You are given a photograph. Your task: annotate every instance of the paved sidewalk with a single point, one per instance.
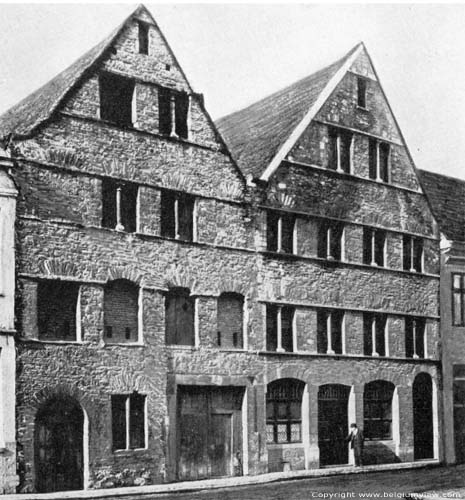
(224, 483)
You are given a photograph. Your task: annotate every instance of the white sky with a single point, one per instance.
(236, 54)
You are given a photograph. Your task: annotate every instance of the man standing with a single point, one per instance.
(355, 438)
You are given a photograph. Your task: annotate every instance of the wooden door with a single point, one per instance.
(59, 447)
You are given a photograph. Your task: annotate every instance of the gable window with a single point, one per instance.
(415, 337)
(378, 159)
(280, 232)
(57, 310)
(116, 99)
(330, 328)
(119, 205)
(374, 243)
(361, 92)
(284, 411)
(458, 299)
(374, 334)
(340, 150)
(180, 317)
(377, 410)
(121, 311)
(412, 254)
(128, 421)
(143, 38)
(177, 215)
(331, 240)
(230, 320)
(279, 328)
(173, 112)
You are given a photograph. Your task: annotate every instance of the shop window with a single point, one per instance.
(121, 311)
(284, 411)
(128, 421)
(179, 317)
(119, 205)
(377, 409)
(230, 320)
(56, 310)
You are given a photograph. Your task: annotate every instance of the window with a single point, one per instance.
(377, 409)
(57, 309)
(128, 421)
(330, 326)
(412, 251)
(177, 215)
(230, 320)
(121, 311)
(280, 232)
(279, 328)
(116, 99)
(173, 111)
(330, 240)
(179, 317)
(374, 334)
(143, 38)
(458, 299)
(284, 411)
(374, 241)
(340, 150)
(415, 337)
(378, 159)
(119, 205)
-------
DIRECTIVE: Starting with the line that contains "of the window" and going on through the end of the entries, write those entries out as a two-column CSV headed instruction and points, with one row per entry. Put each entry's text and its answer in one quoted field apiece, turning any line breaks into spaces.

EXERCISE ANSWER:
instruction,points
"You are given a photograph. Your task: annotate every instance of the window with a single point, one per instance.","(377, 409) (57, 309) (128, 421) (330, 326) (412, 251) (177, 215) (230, 320) (121, 311) (280, 232) (279, 328) (116, 99) (173, 111) (330, 240) (179, 317) (374, 334) (143, 38) (458, 299) (284, 411) (374, 241) (340, 150) (415, 337) (378, 159) (119, 205)"